To be done:
Go through the records and give each one again exactly.

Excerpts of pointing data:
>>>

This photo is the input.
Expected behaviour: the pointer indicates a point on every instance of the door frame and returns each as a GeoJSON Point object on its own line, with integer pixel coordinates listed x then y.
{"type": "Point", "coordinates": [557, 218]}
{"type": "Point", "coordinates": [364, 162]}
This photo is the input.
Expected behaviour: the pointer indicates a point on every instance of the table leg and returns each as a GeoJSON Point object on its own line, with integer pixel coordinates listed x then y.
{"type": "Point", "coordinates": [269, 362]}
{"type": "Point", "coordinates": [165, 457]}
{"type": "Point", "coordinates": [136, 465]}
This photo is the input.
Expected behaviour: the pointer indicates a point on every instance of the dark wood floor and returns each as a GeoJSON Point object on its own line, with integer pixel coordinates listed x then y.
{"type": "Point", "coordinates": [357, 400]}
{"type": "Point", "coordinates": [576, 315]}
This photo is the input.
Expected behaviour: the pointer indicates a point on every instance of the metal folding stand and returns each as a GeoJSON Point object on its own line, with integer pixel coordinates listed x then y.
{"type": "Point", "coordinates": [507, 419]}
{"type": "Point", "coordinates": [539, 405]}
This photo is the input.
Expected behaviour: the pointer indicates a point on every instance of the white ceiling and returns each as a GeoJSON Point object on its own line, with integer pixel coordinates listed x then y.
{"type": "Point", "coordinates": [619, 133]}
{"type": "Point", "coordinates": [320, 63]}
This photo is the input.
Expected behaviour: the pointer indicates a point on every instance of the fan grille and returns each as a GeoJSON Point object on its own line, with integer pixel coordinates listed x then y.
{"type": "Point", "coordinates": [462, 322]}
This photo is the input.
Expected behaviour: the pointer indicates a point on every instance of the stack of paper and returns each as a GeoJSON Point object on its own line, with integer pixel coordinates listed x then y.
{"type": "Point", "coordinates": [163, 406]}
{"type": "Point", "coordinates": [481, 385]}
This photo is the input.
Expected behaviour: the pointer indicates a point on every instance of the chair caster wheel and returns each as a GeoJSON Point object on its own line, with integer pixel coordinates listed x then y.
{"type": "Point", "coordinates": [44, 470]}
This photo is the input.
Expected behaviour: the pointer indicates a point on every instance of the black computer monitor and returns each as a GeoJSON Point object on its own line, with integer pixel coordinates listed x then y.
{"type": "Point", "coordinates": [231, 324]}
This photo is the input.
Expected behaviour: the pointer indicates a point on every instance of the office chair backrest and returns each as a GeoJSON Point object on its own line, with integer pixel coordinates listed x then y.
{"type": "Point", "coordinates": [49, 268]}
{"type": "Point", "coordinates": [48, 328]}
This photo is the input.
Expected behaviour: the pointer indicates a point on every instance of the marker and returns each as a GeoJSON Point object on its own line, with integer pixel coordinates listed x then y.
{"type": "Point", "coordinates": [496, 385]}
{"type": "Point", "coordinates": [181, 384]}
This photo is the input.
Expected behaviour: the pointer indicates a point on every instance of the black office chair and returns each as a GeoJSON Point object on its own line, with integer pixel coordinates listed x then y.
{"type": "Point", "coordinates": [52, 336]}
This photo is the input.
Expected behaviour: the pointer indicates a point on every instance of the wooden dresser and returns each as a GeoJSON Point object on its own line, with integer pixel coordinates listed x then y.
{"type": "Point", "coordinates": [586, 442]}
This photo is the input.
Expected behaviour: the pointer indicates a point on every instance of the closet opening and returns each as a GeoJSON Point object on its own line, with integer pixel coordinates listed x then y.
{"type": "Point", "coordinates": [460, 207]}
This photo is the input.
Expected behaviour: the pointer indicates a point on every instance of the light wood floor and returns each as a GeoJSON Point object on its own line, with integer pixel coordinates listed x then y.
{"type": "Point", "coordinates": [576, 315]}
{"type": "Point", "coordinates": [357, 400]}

<<<

In response:
This photo is the input.
Expected behaviour: the pointer indicates a point on every instance of the door frame and returns each as a GeoJSON Point object on its own line, with integer pixel coordinates listed x then y.
{"type": "Point", "coordinates": [557, 218]}
{"type": "Point", "coordinates": [364, 162]}
This photo is the input.
Expected behaviour: the pointer indicates a point on every instance of the table leg and returns each as a GeoJSON Point object on its own line, with integer pixel coordinates listed x then y.
{"type": "Point", "coordinates": [269, 362]}
{"type": "Point", "coordinates": [165, 457]}
{"type": "Point", "coordinates": [136, 465]}
This photo is the input.
Expected behaviour: the pointer indicates a point on every instance of the dark wood floor and returns each as a GeoJSON Point object on its own line, with integer pixel coordinates listed x then y.
{"type": "Point", "coordinates": [357, 400]}
{"type": "Point", "coordinates": [576, 315]}
This photo is the input.
Expected behaviour: the pointer indicates a point on every instance of the metal folding stand and returns each as a GeoJSON Point object on its own line, with integer pixel coordinates listed x then y.
{"type": "Point", "coordinates": [507, 419]}
{"type": "Point", "coordinates": [539, 405]}
This photo is the input.
Expected behaviour: the pointer indicates a point on every instance of the white ceiling and returns each as a GeoJSON Point object on its own line, with integer pixel coordinates listed x then y.
{"type": "Point", "coordinates": [619, 133]}
{"type": "Point", "coordinates": [320, 63]}
This photo is the input.
Expected behaviour: the pointer indicates a point on every instance of the fan grille and returns each as a GeoJSON Point object on its own line, with integer pixel coordinates listed x then y.
{"type": "Point", "coordinates": [462, 322]}
This photo is the input.
Expected behaviour: the pointer indicates a point on every instance of the stack of paper and returns each as a GeoJSON Point object on its own line, with integer pixel coordinates listed x then y.
{"type": "Point", "coordinates": [163, 406]}
{"type": "Point", "coordinates": [481, 385]}
This photo is the input.
Expected behaviour: the pointer indicates a point on every instance of the chair caster wheel and returns each as a GeoJSON Point object on its own line, with integer pixel coordinates listed x then y.
{"type": "Point", "coordinates": [44, 470]}
This photo is the input.
Expected behaviour: the pointer indicates a point on every instance of the black computer monitor and returns each as a GeoJSON Point object on its own line, with integer pixel coordinates listed x then y.
{"type": "Point", "coordinates": [231, 324]}
This photo is the input.
Expected behaviour: the pointer indicates a point on every instance of the office chair backrest and returns each as a GeoJSON Point object on its own line, with integer pixel coordinates listed x then y.
{"type": "Point", "coordinates": [49, 268]}
{"type": "Point", "coordinates": [48, 328]}
This photo is the input.
Expected behaviour: the pointer indicates a point on every instance of the marker and returns each as a GeoJSON Point object on its own line, with integer pixel coordinates listed x then y.
{"type": "Point", "coordinates": [496, 385]}
{"type": "Point", "coordinates": [181, 384]}
This photo is the input.
Expected behaviour: the pointer indicates a point on every instance of the black office chair and returns each as a GeoJSON Point object on its own line, with integer pixel coordinates listed x then y.
{"type": "Point", "coordinates": [52, 336]}
This photo is the input.
Expected behaviour: the pointer indicates a point on every instance of the wooden dresser and returns each as a GeoJSON Point object on its own line, with integer pixel coordinates listed x then y.
{"type": "Point", "coordinates": [586, 442]}
This photo is the input.
Expected behaviour: the pointer indicates a point on every instance of the closet opening and returns each as a GeoJSON Point object on its own line, with integer pixel coordinates listed x then y.
{"type": "Point", "coordinates": [460, 207]}
This photo is the input.
Expected behaviour: the pointer indicates a point on every instance of the light wood floor and returns each as a GeoJSON Point object on its own line, with integer pixel coordinates listed x then y.
{"type": "Point", "coordinates": [576, 315]}
{"type": "Point", "coordinates": [357, 400]}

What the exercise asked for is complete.